* Potongan Dokumen
Ikhwah fillah,
Imam Bukhari meriwayatkan bahwa ketika muhajirin tiba di Madinah, Rasulullah SAW mempersaudarakan Abdurrahman bin ‘Auf dengan Sa’ad bin Ar-Rabi’. Sa’ad berkata kepada Abdurrahman, “Sesungguhnya aku adalah orang yang paling banyak hartanya di kalangan Anshar. Ambillah separuh hartaku. Aku juga mempunyai dua istri. Maka lihatlah mana yang engkau pilih, agar aku bisa menceraikannya. Jika masa iddahnya sudah habis, maka nikahilah ia.”
Abdurrahman berkata, “Semoga Allah memberkahi bagimu dalam keluarga dan hartamu. Lebih baik tunjukkan saja mana pasar kalian.”
Demikianlah sebagian potret ukhuwah dalam bangunan jama’ah dakwah yang ideal. Sa’ad benar-benar memahami keterbatasan Abdurrahman bin Auf. Meskipun di Makkah Abdurrahman bin Auf adalah sudagar yang kaya raya, toh ia datang ke Madinah tidak membawa apapun. Hijrah lebih ia cintai walaupun resikonya adalah meninggalkan seluruh harta kekayannya. Namun, Abdurrahman bin Auf juga seorang sahabat yang tahu betul bahwa ia sanggup melakukan hal yang lebih baik, tanpa bermaksud menolak kebaikan Sa’ad. Ia tetap memberi kesempatan Sa’ad untuk berbuat baik padanya sebagai konsekuensi sebuah ukhuwah; menunjukkan pasar Madinah.
Ukhuwah seperti itu tidak hanya terjadi antara Sa’ad bin Ar-Rabi’ dengan Abdurrahman bin Auf. Ukhuwah seperti itu terjadi pada semua sahabat muhajirin dan ansar. Gambaran mereka seperti firman Allah SWT:
وَيُؤْثِرُونَ عَلَى أَنْفُسِهِمْ وَلَوْ كَانَ بِهِمْ خَصَاصَةٌ وَمَنْ يُوقَ شُحَّ نَفْسِهِ فَأُولَئِكَ هُمُ الْمُفْلِحُونَ [الحشر/9]
Dan mereka mengutamakan (orang-orang Muhajirin) atas diri mereka sendiri. Sekalipun mereka memerlukan (apa yang mereka berikan itu). Dan siapa yang dipelihara dari kekikiran dirinya, mereka itulah orang-orang yang beruntung. (QS. Al-Hasyr : 9)

* Tugas Latihan
**A)** Ringkaslah paragraf dalam teks tentang ukhuwah yang diawali kata "Demikianlah sebagian potret" tanpa menghilangkan fakta-fakta utamanya.
**B)** Tukarlah "beruntung" dengan "berbahagia" dalam bagian teks tentang ukhuwah di antara "Ukhuwah seperti itu tidak" dan "Al-Hasyr : 9)", termasuk kedua batas itu, lalu tuliskan kembali bagian tersebut.

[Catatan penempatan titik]
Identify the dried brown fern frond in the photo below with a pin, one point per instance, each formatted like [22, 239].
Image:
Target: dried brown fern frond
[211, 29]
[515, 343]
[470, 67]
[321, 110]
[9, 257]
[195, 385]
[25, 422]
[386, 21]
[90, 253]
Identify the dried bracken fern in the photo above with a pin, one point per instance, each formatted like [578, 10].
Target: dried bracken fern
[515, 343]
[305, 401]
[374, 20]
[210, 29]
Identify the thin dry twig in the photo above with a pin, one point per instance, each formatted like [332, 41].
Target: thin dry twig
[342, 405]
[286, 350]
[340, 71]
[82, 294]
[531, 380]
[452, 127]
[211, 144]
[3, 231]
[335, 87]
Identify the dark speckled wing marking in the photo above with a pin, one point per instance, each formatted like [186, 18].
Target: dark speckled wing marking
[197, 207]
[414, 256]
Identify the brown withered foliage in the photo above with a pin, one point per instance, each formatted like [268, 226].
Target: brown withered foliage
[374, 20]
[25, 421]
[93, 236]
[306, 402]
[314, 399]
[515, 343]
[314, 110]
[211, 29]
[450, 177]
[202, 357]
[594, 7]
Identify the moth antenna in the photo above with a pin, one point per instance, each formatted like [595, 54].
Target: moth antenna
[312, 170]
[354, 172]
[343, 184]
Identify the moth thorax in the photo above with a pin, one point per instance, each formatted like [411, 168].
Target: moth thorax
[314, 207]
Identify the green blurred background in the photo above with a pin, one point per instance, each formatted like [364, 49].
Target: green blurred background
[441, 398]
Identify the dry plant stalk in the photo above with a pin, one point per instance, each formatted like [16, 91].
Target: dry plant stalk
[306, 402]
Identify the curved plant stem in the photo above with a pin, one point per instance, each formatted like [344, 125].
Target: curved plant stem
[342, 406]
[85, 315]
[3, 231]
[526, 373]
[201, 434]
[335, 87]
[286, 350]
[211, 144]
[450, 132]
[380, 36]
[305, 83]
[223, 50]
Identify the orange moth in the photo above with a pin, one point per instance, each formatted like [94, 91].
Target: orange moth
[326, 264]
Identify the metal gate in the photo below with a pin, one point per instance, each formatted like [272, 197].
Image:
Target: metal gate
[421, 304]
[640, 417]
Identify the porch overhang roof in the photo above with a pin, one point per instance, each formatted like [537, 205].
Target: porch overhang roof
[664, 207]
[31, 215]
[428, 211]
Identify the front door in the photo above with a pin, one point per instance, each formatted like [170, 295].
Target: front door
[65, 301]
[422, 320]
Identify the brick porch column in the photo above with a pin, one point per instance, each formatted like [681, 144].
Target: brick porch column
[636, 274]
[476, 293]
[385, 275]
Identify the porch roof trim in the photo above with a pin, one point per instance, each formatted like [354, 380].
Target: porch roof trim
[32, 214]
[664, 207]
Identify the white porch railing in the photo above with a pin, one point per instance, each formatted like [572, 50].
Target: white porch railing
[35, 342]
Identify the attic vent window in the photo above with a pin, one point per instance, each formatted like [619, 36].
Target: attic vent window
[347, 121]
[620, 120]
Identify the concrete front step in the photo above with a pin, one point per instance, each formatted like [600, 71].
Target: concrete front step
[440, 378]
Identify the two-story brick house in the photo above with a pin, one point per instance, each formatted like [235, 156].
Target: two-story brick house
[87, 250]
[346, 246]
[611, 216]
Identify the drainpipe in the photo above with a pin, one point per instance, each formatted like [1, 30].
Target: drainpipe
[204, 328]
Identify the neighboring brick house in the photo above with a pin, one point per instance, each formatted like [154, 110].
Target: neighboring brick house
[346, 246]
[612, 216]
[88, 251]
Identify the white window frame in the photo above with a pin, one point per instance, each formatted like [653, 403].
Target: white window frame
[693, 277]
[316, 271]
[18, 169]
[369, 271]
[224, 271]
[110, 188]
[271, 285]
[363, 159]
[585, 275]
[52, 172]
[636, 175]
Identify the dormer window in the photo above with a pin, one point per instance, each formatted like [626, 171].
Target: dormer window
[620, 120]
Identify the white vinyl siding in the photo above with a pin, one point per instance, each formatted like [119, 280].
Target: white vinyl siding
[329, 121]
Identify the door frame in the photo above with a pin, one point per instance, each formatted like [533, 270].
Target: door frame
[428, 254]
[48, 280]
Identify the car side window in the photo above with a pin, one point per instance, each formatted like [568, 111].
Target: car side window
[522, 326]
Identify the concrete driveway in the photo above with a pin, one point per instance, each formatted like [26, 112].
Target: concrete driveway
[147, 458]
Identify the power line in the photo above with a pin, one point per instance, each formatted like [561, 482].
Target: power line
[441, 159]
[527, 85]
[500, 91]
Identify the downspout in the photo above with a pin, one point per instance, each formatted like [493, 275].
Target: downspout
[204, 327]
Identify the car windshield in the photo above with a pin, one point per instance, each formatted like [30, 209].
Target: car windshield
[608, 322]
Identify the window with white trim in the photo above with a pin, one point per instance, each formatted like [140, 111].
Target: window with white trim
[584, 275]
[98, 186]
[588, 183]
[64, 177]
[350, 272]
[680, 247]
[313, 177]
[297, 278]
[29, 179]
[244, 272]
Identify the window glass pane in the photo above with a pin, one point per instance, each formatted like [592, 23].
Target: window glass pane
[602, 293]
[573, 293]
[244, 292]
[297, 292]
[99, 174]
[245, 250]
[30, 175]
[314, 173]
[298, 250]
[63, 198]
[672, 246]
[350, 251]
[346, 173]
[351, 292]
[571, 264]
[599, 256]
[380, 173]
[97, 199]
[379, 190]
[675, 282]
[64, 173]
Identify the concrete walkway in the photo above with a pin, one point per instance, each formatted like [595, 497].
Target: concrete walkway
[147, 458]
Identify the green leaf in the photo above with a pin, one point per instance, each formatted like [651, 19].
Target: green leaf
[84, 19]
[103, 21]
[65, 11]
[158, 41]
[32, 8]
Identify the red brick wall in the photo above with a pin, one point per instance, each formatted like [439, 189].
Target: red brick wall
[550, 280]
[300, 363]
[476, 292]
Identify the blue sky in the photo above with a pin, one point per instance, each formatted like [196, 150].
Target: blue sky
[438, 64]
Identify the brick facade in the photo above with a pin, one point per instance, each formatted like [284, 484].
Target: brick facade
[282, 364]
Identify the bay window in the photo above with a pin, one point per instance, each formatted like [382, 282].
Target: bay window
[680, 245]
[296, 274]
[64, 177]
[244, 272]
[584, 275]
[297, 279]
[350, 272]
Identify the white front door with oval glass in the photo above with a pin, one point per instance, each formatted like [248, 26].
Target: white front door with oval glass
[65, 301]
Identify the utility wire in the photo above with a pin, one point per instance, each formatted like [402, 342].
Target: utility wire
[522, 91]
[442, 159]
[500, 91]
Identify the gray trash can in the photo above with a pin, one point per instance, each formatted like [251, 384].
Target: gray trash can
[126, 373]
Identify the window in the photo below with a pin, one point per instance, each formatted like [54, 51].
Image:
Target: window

* Kunci Jawaban Latihan
**A)** Kisah itu merupakan sebagian potret ukhuwah dalam jamaah dakwah yang ideal. Sa'ad memahami keterbatasan Abdurrahman bin Auf. Di Makkah, Abdurrahman adalah saudagar kaya raya, tetapi ia datang ke Madinah tanpa membawa apa pun karena lebih mencintai hijrah meskipun harus meninggalkan seluruh hartanya. Ia tahu dirinya sanggup berbuat lebih baik. Tanpa menolak kebaikan Sa'ad, ia tetap memberi Sa'ad kesempatan berbuat baik kepadanya sebagai konsekuensi ukhuwah, yaitu dengan menunjukkan pasar Madinah.

**B)**
Ukhuwah seperti itu tidak hanya terjadi antara Sa’ad bin Ar-Rabi’ dengan Abdurrahman bin Auf. Ukhuwah seperti itu terjadi pada semua sahabat muhajirin dan ansar. Gambaran mereka seperti firman Allah SWT:
وَيُؤْثِرُونَ عَلَى أَنْفُسِهِمْ وَلَوْ كَانَ بِهِمْ خَصَاصَةٌ وَمَنْ يُوقَ شُحَّ نَفْسِهِ فَأُولَئِكَ هُمُ الْمُفْلِحُونَ [الحشر/9]
Dan mereka mengutamakan (orang-orang Muhajirin) atas diri mereka sendiri. Sekalipun mereka memerlukan (apa yang mereka berikan itu). Dan siapa yang dipelihara dari kekikiran dirinya, mereka itulah orang-orang yang berbahagia. (QS. Al-Hasyr : 9)